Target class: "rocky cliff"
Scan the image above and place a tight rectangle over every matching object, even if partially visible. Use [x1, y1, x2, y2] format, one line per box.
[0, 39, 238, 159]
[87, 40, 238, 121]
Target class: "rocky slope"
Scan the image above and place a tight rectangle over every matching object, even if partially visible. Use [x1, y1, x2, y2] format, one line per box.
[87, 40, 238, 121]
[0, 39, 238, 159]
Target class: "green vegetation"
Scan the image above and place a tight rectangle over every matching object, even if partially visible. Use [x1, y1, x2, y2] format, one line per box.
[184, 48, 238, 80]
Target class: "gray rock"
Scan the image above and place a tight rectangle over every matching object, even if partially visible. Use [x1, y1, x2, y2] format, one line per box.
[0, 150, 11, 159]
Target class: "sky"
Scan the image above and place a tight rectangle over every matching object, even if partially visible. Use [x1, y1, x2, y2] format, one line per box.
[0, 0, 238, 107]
========================================
— Tugas yang Diberikan —
Skalakan setiap koordinat kotak pembatas pada jawaban dengan faktor 0,95, lalu bulatkan ke bilangan bulat terdekat (nilai tepat setengah dibulatkan ke atas). Tulis ulang seluruh baris catatan di atas tanpa terkecuali, dan biarkan teks lainnya tidak berubah.

— Jawaban —
Target class: "rocky cliff"
Scan the image above and place a tight rectangle over every matching object, even if partially visible. Use [x1, y1, x2, y2] format, one line per box.
[0, 37, 226, 151]
[83, 38, 226, 115]
Target class: "rocky slope"
Scan the image above and place a tight rectangle over every matching object, even if partially visible. Use [x1, y1, x2, y2] format, one line per box.
[83, 38, 226, 115]
[0, 37, 226, 151]
Target class: "green vegetation"
Scan the image above and place a tight rectangle over every matching object, even if partially visible. Use [x1, y1, x2, y2] format, one line per box.
[175, 46, 226, 76]
Target class: "gray rock"
Scan the image above and place a tight rectangle over every matching object, even if partially visible. Use [x1, y1, x2, y2] format, one line per box.
[0, 143, 10, 151]
Target class: "sky"
Scan the image above and place a tight rectangle over every matching object, even if partially visible. Use [x1, y1, x2, y2] format, one line per box.
[0, 0, 226, 102]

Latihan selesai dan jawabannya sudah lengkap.